> **Excerpted records**

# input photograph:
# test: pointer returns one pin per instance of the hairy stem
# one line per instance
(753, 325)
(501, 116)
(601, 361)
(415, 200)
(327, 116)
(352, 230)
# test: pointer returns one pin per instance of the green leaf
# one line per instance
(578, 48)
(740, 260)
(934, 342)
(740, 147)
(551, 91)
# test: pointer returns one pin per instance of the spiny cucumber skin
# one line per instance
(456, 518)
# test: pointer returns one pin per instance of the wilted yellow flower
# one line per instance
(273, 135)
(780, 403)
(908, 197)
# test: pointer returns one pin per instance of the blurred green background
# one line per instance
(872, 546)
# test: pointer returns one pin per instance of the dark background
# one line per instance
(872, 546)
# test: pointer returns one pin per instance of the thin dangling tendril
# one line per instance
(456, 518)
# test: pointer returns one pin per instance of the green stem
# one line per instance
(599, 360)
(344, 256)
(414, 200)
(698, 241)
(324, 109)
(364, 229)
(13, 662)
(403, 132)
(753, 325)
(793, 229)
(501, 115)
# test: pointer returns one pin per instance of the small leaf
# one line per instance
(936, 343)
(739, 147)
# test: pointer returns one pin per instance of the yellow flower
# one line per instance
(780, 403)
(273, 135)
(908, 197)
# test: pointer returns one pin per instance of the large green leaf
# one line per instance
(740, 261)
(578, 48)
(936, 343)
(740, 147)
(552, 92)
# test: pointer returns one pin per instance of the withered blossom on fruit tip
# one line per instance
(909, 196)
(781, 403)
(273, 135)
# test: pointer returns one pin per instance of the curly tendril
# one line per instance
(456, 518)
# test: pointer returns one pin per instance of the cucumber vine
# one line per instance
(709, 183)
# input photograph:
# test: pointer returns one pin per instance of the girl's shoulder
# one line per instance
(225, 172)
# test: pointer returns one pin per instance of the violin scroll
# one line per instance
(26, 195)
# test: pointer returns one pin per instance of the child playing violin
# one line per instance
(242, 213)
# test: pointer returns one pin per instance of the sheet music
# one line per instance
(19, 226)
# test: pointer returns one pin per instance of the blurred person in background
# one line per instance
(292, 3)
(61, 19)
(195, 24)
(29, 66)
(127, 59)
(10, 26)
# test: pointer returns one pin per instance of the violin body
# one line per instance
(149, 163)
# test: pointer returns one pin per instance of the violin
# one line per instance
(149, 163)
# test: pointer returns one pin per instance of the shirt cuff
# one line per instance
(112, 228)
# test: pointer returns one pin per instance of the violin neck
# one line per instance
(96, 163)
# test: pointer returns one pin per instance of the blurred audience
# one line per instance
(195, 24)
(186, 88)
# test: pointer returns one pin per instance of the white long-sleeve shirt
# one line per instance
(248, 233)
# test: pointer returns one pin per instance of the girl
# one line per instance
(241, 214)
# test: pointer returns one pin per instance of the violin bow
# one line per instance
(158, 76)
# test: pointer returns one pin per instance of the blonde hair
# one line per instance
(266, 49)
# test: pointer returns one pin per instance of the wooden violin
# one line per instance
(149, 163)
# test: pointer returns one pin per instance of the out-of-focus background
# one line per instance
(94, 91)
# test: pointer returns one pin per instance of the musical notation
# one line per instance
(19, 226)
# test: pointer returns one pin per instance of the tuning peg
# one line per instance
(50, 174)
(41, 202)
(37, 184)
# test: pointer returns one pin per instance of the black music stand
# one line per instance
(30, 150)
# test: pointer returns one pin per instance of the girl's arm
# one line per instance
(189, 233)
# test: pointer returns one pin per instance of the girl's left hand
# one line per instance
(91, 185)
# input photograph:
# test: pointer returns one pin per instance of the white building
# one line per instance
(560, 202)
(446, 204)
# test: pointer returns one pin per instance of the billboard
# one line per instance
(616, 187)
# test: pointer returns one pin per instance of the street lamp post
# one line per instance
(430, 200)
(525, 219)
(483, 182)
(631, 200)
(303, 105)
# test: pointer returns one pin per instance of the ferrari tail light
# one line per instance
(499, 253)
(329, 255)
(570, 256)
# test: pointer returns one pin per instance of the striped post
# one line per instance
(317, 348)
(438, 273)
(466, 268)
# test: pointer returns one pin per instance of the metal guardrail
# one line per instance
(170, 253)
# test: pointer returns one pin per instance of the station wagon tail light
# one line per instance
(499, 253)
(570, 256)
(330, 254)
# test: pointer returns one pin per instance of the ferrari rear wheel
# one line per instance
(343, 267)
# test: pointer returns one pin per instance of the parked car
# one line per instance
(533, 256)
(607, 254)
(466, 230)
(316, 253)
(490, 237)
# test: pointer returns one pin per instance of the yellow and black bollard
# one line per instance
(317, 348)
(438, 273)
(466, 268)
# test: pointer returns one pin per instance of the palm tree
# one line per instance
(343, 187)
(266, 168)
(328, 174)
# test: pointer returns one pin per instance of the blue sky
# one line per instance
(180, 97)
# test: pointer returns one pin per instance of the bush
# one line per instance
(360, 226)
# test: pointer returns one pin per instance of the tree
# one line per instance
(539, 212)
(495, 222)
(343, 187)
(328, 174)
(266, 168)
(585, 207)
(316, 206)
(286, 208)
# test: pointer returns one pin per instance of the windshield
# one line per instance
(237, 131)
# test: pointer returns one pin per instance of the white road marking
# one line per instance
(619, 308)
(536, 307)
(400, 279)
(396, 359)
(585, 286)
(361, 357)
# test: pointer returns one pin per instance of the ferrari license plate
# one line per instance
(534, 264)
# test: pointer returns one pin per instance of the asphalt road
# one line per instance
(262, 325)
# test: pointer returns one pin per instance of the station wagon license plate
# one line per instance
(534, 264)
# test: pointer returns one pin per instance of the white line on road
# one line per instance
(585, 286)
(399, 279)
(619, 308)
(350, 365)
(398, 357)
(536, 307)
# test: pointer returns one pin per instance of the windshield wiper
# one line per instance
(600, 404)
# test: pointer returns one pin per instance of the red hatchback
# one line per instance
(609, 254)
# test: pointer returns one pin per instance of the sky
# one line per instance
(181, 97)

> **Exercise description**
Take every line of the material that contains the word "cucumber", and copy it.

> **Answer space**
# test: pointer returns one pin per instance of the spiny cucumber skin
# test: pointer returns one pin per instance of the cucumber vine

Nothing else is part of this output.